■ Written task: Extend the forum thread about self-driving cars and the U.S. Transportation Secretary's remarks, picking up right after its final line.

■ Document extract:
# SDCs have no chance - “The risk is just moving from the human to the software program.”



## jocker12 (May 11, 2017)

What does the U.S. Secretary of Transportation think about self-driving cars?
Elaine Chao, speaking at Fortune's Most Powerful Women Summit at Laguna Niguel, Calif., Tuesday morning, noted that the nation is on the cusp of transformation in transportation and technology that will change the way Americans work, move, and connect.

She commented that her department is "technology neutral" and that the role of her agency-which has a budget of $88 billion-is to regulate the safety and security of vehicles without hampering innovation.

She dismissed the notion that her department had been lax in regulating new autonomous vehicles. "I have besieged Silicon Valley," she said, adding that she thinks traditional carmakers and newer players need to team up

"All the high-tech companies, they know technology and they have such an interesting future they envision for our world. The older, traditional auto manufacturers know safety. They need to work together."

The tragic incident involving the death of a pedestrian struck by an autonomous vehicle in Tempe, Ariz., earlier this year should serve as a cautionary tale for innovators, she said.

"If Silicon Valley does not make the rest of us more comfortable about technology, then consumer acceptance will be the constraint," she said, adding, "We're not removing all risks [with autonomous vehicles]. The risk is just moving from the human to the software program."

Chao and her team are also trying to figure out what do about drones. She explained there are 1.2 million drones currently registered in the U.S., and that they can be used by wide-ranging parties, from hobbyists to commercial interests, in most conditions. She noted that law enforcement and the military, in particular, have concerns about the burgeoning airborne technology. Her agency is currently running pilot programs across the country to inform future regulation.

http://fortune.com/2018/10/02/trump-drones-regulation-self-driving-cars/


----------



## Uber's Guber (Oct 22, 2017)

jocker12 said:


> "_The tragic incident involving the death of a pedestrian struck by an autonomous vehicle in Tempe, Ariz., earlier this year should serve as a cautionary tale for innovators, she said"._


 One death caused by an autonomous vehicle this year......

■ Information provided:
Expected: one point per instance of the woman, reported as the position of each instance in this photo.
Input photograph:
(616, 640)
...
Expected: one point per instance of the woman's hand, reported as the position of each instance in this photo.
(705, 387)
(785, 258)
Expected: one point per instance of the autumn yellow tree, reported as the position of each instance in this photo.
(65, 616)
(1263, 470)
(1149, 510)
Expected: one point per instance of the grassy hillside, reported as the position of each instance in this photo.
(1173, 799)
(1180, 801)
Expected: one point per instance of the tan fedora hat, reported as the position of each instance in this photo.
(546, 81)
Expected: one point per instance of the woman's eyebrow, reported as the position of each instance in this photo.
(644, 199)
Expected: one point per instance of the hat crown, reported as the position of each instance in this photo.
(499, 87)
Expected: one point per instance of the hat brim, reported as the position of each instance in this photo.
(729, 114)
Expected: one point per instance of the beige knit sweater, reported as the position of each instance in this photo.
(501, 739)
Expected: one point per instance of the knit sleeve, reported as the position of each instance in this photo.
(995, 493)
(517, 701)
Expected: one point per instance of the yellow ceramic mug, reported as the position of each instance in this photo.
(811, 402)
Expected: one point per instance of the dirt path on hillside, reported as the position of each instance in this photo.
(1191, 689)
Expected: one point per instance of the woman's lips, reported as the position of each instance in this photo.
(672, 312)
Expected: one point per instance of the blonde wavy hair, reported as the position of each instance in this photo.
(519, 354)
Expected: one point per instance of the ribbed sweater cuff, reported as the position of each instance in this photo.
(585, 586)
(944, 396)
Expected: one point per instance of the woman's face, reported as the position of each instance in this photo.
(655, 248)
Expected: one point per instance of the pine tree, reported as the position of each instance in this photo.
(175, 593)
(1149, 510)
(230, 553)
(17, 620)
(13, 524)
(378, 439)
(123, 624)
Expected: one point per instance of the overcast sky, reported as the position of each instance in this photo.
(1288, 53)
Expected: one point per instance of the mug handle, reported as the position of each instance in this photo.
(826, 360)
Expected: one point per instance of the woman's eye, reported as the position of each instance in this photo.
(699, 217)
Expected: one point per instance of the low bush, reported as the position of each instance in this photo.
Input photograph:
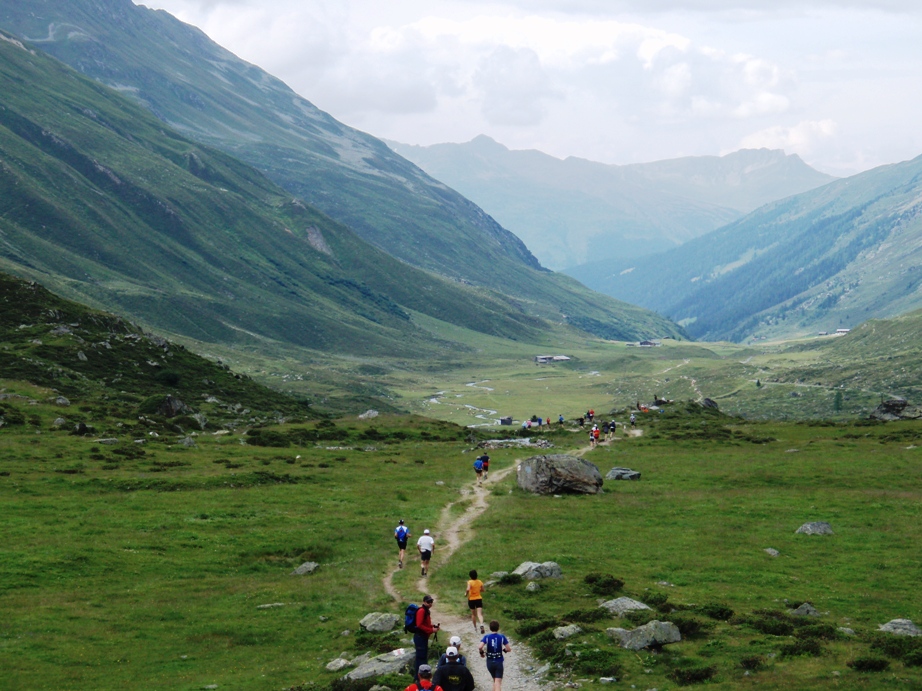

■ Result of the task:
How many lives were lost since early this year while some idiot driver was behind the wheel? Or this month? Or this week? Since this morning even???
Self driving cars will become a way of life, sooner rather then later. Ironically, "safety" will become a huge selling point for marketing these vehicle. The future is coming, like it or not.


----------



## Fozzie (Aug 11, 2018)

Uber's Guber said:


> One death caused by an autonomous vehicle this year......
> How many lives were lost since early this year while some idiot driver was behind the wheel? Or this month? Or this week? Since this morning even???
> Self driving cars will become a way of life, sooner rather then later. Ironically, "safety" will become a huge selling point for marketing these vehicle. The future is coming, like it or not.


Really?


----------



## Uber's Guber (Oct 22, 2017)

Fozzie said:


> Really?


Same remark the blacksmith made before returning to his shed to shoe another horse.


----------



## jocker12 (May 11, 2017)

Uber's Guber said:


> Same remark the blacksmith made before returning to his shed to shoe another horse.


So, in other words you're telling us this guy is real?


----------



## Mile HighMile645! (Oct 1, 2018)

jocker12 said:


> So, in other words you're telling us this guy is real?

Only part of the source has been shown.